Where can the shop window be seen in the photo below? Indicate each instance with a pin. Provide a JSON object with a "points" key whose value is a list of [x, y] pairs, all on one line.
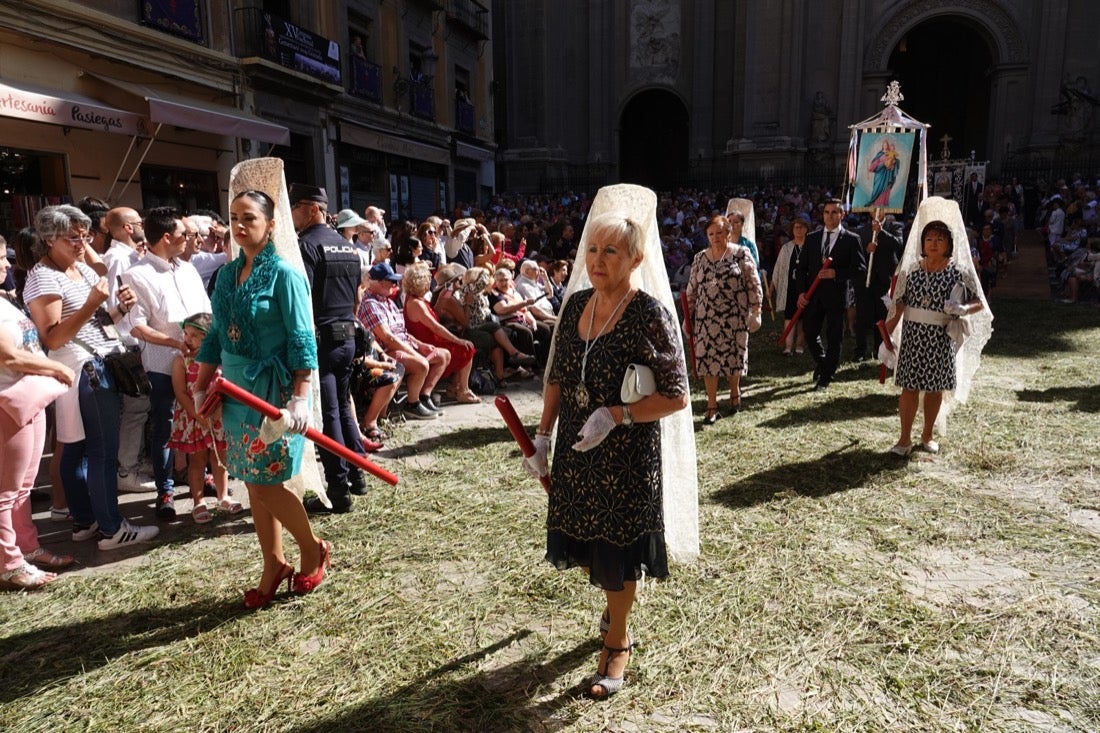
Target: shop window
{"points": [[29, 181], [187, 190]]}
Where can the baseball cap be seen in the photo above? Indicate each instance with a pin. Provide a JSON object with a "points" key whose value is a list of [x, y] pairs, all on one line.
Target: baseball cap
{"points": [[383, 271], [348, 218], [306, 193]]}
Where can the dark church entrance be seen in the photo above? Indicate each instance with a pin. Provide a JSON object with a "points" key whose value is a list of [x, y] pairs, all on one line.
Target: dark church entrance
{"points": [[944, 67], [653, 140]]}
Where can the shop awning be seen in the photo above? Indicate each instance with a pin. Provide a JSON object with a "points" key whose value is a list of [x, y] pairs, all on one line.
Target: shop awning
{"points": [[28, 101], [166, 108]]}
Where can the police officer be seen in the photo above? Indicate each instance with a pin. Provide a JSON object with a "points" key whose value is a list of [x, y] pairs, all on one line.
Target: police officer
{"points": [[334, 271]]}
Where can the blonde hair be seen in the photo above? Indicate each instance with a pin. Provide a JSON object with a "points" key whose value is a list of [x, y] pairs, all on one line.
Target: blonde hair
{"points": [[619, 229], [416, 280]]}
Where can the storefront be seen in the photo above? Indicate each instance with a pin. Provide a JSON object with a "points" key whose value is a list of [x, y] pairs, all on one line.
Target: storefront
{"points": [[406, 177], [51, 145]]}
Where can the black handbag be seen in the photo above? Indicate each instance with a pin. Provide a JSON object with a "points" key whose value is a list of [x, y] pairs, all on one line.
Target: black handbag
{"points": [[128, 373]]}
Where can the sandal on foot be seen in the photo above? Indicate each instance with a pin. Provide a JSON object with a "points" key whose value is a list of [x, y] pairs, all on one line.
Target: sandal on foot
{"points": [[231, 506], [45, 559], [25, 577], [609, 685], [201, 513]]}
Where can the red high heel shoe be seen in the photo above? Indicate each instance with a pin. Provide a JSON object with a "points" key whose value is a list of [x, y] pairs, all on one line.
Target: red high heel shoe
{"points": [[304, 583], [257, 599]]}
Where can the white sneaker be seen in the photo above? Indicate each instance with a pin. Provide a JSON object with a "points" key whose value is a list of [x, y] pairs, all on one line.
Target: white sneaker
{"points": [[129, 534], [130, 482]]}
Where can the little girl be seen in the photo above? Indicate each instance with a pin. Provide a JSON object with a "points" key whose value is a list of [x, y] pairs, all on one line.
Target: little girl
{"points": [[201, 438]]}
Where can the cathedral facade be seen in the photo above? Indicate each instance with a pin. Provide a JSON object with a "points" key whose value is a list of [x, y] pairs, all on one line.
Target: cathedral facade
{"points": [[669, 93]]}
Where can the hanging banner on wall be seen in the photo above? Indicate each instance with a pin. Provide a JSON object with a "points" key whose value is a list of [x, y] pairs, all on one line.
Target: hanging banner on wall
{"points": [[880, 155]]}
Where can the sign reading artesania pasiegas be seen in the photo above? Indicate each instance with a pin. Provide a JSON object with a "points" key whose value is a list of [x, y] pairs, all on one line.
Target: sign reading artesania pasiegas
{"points": [[66, 109]]}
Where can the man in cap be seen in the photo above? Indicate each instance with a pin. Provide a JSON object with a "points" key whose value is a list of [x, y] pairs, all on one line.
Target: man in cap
{"points": [[424, 363], [333, 269]]}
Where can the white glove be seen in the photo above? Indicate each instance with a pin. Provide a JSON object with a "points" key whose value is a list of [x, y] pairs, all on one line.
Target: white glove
{"points": [[297, 415], [598, 425], [887, 357], [537, 465], [953, 308]]}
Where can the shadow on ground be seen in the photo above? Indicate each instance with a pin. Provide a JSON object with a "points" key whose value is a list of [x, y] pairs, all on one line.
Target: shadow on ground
{"points": [[839, 470], [47, 655], [514, 697], [1086, 398]]}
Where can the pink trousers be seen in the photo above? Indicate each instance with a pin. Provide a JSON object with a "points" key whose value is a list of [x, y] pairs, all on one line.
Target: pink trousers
{"points": [[20, 452]]}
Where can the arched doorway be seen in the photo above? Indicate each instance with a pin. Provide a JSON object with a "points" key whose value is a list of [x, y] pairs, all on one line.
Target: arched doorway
{"points": [[653, 140], [944, 66]]}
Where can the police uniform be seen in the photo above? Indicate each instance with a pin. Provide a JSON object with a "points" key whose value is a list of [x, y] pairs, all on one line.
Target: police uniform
{"points": [[334, 271]]}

:: Exercise brief ::
Rewrite the entries starting at the line that contains "Where can the man" and ending with the last of the entries, replacing "with a pin" with "with a marker" and leaving everything else as it is.

:: Full response ::
Where can the man in cap be seen in the photo above? Indicate each instance with a marker. Provide a JSON object with a "points" key whose value is a list of [x, y] pairs, all on one line.
Target: man in cap
{"points": [[424, 363], [333, 269]]}
Where can the white glove be seen in the photo above? Indicate each instance with a marker. Provide a JSON object with a "points" key whose value is a list of [x, y] pairs, all on one line.
Target: white glove
{"points": [[297, 415], [598, 425], [887, 357], [537, 465], [953, 308]]}
Where can the shadow on ground be seen in the photo above? Indicate each instance with a marker. Provide a JSON object with a "points" key whose value is a list of [x, y] pairs, all on one line.
Target: shadow on ground
{"points": [[839, 470], [47, 655], [514, 697], [1086, 398]]}
Where can the pink trousers be seen in the photo above? Indicate each instance with a marker. Provide a JSON object with a "points" key whose value is a list of [x, y] pairs, all on one line.
Target: pink trousers
{"points": [[20, 452]]}
Where can the arched doorway be seen in the photo above? Indicate each instance with a marker. Provide a JSON object with a "points" key whose value is a list of [x, y] pairs, all on one line.
Target: arched doorway
{"points": [[653, 140], [944, 66]]}
Where can the police uniform be seen in the photo above? Indicate each instance with a marker. Provide a JSON object with a "points" key whose value is a list of [x, y] pairs, all on one line.
Target: police uniform
{"points": [[334, 271]]}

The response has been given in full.